▶ [WORK TO COMPLETE] Transcribe only the stretch of lines that opens with the line containing "Put a point on every instance of the bird and" and closes with the last line of the listing, skipping pictures.

▶ [EXTRACTED INFORMATION]
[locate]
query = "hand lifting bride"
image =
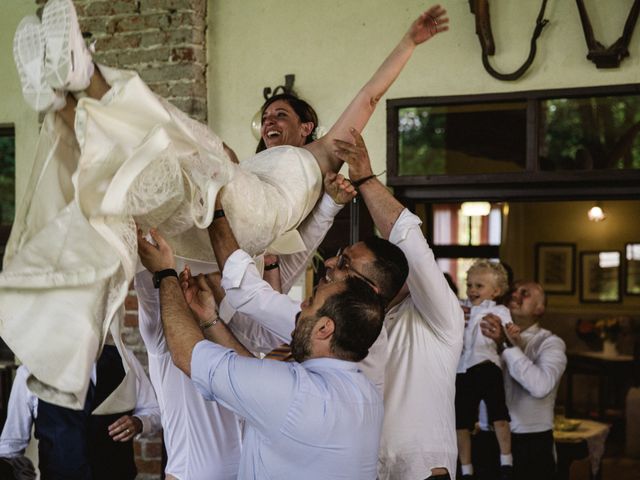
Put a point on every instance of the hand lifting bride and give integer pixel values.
(112, 154)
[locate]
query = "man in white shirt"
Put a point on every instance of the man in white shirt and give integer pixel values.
(425, 324)
(316, 419)
(86, 450)
(535, 360)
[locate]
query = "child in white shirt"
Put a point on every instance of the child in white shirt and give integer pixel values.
(479, 371)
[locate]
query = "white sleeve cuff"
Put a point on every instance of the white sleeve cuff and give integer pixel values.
(235, 268)
(403, 225)
(328, 207)
(226, 311)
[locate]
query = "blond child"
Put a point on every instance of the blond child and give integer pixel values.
(479, 371)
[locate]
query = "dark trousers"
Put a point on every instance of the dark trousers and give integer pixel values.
(439, 477)
(75, 445)
(532, 456)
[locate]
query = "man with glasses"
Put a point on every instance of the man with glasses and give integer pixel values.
(268, 316)
(424, 324)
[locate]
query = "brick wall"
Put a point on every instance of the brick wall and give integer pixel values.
(164, 41)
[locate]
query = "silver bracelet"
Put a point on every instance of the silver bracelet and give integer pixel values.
(206, 325)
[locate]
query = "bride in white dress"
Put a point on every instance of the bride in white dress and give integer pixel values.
(118, 156)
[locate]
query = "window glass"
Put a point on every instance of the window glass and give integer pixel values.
(7, 184)
(596, 133)
(452, 227)
(462, 139)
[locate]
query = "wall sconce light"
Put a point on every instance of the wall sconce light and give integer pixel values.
(475, 209)
(596, 214)
(267, 93)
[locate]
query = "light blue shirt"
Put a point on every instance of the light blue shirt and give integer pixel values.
(320, 419)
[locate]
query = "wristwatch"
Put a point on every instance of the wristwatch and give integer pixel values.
(159, 275)
(505, 344)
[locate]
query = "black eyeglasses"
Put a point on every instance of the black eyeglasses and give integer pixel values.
(343, 263)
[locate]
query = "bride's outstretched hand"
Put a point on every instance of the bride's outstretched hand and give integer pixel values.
(429, 24)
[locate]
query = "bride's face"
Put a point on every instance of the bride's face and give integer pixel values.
(281, 125)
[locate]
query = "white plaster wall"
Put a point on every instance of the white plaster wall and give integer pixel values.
(13, 110)
(333, 46)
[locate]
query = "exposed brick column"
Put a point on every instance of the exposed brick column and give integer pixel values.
(164, 41)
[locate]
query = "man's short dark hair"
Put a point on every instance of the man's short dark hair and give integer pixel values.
(357, 313)
(390, 268)
(302, 109)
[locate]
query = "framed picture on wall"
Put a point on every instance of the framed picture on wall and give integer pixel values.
(600, 275)
(632, 269)
(556, 267)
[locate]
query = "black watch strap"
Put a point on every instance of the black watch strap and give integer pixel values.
(159, 275)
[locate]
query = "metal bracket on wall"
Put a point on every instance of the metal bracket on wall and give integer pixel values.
(480, 8)
(289, 80)
(609, 57)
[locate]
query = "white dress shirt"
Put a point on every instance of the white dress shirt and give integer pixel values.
(320, 419)
(533, 380)
(262, 318)
(477, 348)
(425, 339)
(23, 410)
(202, 438)
(248, 294)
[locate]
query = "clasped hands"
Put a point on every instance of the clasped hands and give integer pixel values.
(491, 327)
(198, 291)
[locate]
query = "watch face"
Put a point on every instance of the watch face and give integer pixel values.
(158, 276)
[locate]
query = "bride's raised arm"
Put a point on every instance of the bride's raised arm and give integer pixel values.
(359, 111)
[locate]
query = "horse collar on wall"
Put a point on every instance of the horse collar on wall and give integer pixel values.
(480, 8)
(612, 56)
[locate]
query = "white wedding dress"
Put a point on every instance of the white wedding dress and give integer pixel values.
(72, 251)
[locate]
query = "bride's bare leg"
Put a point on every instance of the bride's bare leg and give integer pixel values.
(68, 112)
(98, 86)
(96, 89)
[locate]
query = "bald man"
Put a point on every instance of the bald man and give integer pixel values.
(535, 360)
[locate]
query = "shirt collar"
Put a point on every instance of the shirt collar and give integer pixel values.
(530, 332)
(327, 362)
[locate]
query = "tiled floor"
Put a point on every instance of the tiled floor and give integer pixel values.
(615, 465)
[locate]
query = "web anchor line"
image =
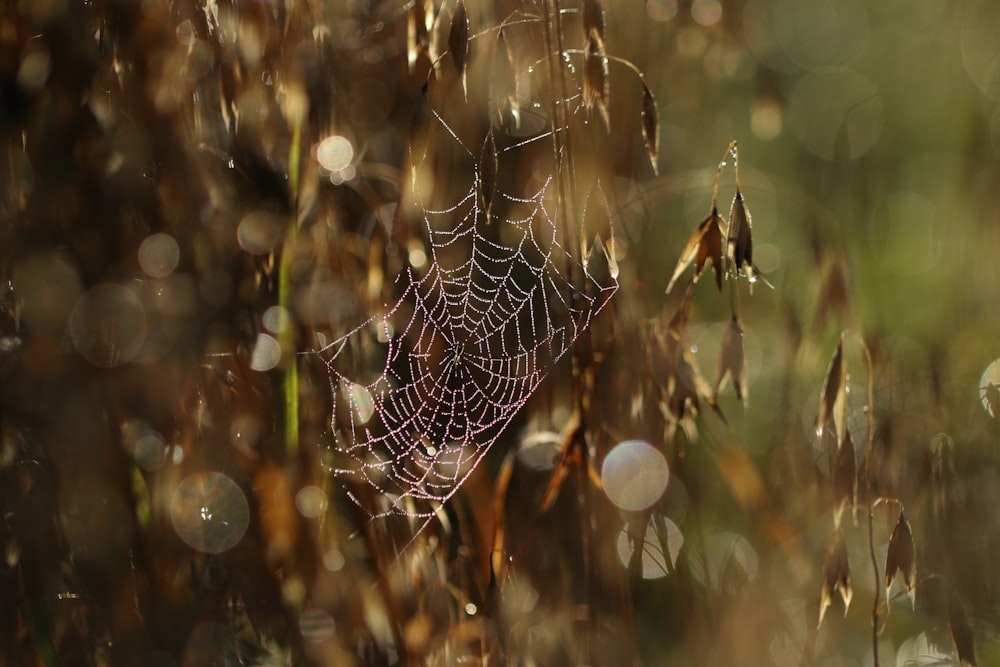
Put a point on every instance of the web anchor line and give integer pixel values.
(467, 343)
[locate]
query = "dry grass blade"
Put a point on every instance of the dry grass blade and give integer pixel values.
(833, 399)
(705, 245)
(593, 18)
(902, 557)
(732, 362)
(961, 632)
(845, 480)
(836, 576)
(739, 239)
(651, 127)
(595, 79)
(681, 383)
(418, 133)
(597, 227)
(458, 42)
(506, 84)
(488, 167)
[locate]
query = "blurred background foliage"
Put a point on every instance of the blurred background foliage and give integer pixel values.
(197, 196)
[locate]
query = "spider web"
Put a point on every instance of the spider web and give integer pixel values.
(465, 346)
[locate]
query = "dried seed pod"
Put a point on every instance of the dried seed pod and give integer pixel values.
(732, 362)
(505, 83)
(595, 79)
(833, 398)
(458, 41)
(739, 237)
(845, 480)
(961, 632)
(488, 167)
(739, 241)
(593, 18)
(705, 245)
(902, 557)
(651, 127)
(676, 373)
(836, 576)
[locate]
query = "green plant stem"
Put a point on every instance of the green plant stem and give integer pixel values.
(868, 497)
(286, 337)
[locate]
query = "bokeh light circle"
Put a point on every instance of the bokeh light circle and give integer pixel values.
(266, 353)
(159, 255)
(634, 474)
(335, 153)
(209, 512)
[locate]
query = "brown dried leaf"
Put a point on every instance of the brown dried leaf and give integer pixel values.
(593, 18)
(961, 632)
(595, 79)
(651, 127)
(902, 557)
(704, 245)
(676, 373)
(833, 399)
(845, 480)
(833, 302)
(836, 576)
(732, 362)
(418, 132)
(505, 85)
(739, 241)
(458, 42)
(488, 167)
(416, 34)
(597, 227)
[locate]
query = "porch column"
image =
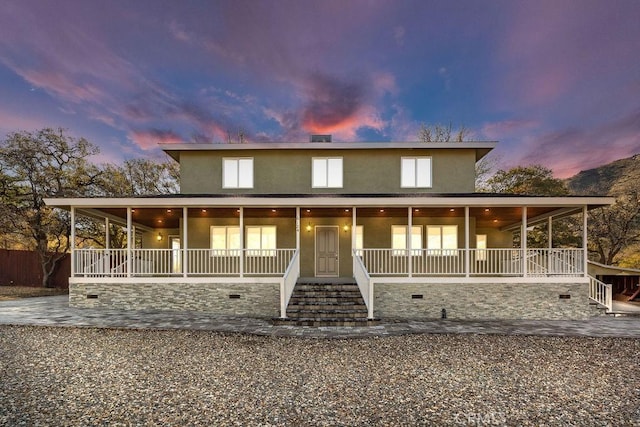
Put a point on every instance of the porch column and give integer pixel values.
(107, 235)
(185, 240)
(298, 237)
(523, 241)
(466, 241)
(241, 242)
(72, 244)
(353, 229)
(409, 239)
(129, 228)
(585, 251)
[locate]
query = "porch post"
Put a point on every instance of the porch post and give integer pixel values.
(298, 237)
(585, 251)
(185, 240)
(467, 264)
(241, 242)
(523, 241)
(129, 228)
(72, 244)
(107, 235)
(409, 241)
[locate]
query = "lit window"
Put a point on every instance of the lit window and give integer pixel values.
(327, 172)
(261, 240)
(416, 172)
(359, 243)
(237, 173)
(225, 241)
(399, 239)
(481, 244)
(442, 239)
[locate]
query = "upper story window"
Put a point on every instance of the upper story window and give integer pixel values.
(416, 172)
(327, 172)
(237, 172)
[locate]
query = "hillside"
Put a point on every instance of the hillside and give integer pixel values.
(612, 178)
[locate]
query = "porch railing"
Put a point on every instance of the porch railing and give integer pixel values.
(601, 293)
(169, 262)
(482, 262)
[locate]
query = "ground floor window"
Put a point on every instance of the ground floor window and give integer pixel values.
(261, 240)
(481, 244)
(400, 239)
(442, 239)
(225, 239)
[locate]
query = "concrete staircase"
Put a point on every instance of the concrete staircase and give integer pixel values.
(326, 304)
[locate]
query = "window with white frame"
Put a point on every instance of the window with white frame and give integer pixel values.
(261, 240)
(237, 172)
(399, 239)
(359, 243)
(416, 172)
(442, 239)
(225, 240)
(481, 245)
(327, 172)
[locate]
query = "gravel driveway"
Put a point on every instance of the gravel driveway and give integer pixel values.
(81, 376)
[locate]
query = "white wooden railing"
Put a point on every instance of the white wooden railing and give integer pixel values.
(363, 279)
(482, 262)
(601, 293)
(169, 262)
(289, 280)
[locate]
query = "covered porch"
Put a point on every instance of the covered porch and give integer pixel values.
(378, 241)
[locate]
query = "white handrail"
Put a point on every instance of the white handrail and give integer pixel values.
(601, 293)
(363, 279)
(289, 280)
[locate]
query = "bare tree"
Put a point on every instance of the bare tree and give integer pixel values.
(46, 163)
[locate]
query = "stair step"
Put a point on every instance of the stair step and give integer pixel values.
(326, 322)
(297, 293)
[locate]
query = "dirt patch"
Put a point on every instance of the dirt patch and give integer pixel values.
(16, 292)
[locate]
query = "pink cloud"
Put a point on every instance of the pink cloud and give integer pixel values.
(149, 139)
(570, 151)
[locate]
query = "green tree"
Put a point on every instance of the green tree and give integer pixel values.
(535, 180)
(36, 165)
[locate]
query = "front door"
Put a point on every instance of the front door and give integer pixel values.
(327, 251)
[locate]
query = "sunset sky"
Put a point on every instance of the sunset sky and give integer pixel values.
(555, 82)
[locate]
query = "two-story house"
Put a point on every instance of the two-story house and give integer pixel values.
(400, 220)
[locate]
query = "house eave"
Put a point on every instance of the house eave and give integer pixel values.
(332, 201)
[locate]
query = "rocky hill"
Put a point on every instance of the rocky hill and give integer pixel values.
(610, 179)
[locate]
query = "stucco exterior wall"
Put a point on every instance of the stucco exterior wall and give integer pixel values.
(482, 300)
(289, 171)
(255, 299)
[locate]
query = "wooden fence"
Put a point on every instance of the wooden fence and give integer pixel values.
(23, 268)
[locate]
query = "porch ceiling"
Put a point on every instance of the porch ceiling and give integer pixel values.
(489, 217)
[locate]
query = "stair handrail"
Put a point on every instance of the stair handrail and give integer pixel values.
(363, 279)
(289, 279)
(601, 293)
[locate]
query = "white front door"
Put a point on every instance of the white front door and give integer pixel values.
(327, 256)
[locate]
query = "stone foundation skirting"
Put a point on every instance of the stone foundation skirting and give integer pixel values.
(416, 301)
(234, 299)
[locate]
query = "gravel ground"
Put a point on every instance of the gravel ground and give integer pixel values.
(81, 376)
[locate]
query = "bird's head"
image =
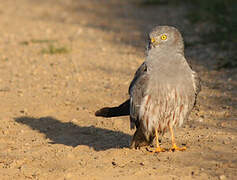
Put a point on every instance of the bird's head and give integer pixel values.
(166, 38)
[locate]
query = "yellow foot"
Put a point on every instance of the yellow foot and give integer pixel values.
(157, 150)
(176, 148)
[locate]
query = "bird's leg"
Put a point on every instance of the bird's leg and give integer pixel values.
(158, 148)
(174, 146)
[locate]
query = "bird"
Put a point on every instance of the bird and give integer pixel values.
(164, 89)
(162, 93)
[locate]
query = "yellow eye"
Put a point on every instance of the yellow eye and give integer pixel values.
(163, 37)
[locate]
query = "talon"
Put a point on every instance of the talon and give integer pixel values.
(158, 149)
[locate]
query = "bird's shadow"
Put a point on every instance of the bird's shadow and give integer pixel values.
(73, 135)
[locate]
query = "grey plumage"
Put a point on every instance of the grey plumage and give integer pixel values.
(164, 89)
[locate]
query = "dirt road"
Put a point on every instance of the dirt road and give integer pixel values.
(60, 61)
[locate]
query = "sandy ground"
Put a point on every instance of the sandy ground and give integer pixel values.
(47, 125)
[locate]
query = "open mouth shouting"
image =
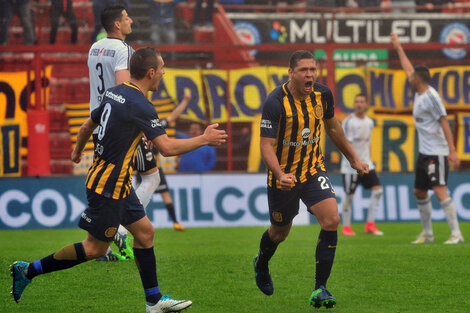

▶ [WRITTEN SOLUTION]
Put a point on every instance of the bird and give integer pixel values.
(164, 89)
(162, 93)
[locate]
query = "yellow eye"
Put a point on every instance of the yellow eye and give integer pixel values.
(163, 37)
[locate]
query = "talon"
Put a point on every instance of the talon and give integer pixel values.
(158, 149)
[locate]
query = "bird's shadow"
Put a point on every instance of the bird's shadow and give integer pixel values.
(73, 135)
[locate]
query = "grey plumage"
Put a point on every instance of the grey plumage and give integer pixel values.
(164, 89)
[locate]
query = "dirt road"
Put a point on every instance of the dirt road and give integer pixel values.
(60, 61)
[locate]
query = "sandy ground"
Put a point on every instance of the sandy ground and give integer pixel values.
(47, 125)
[locate]
query = "open mouth shouting"
image =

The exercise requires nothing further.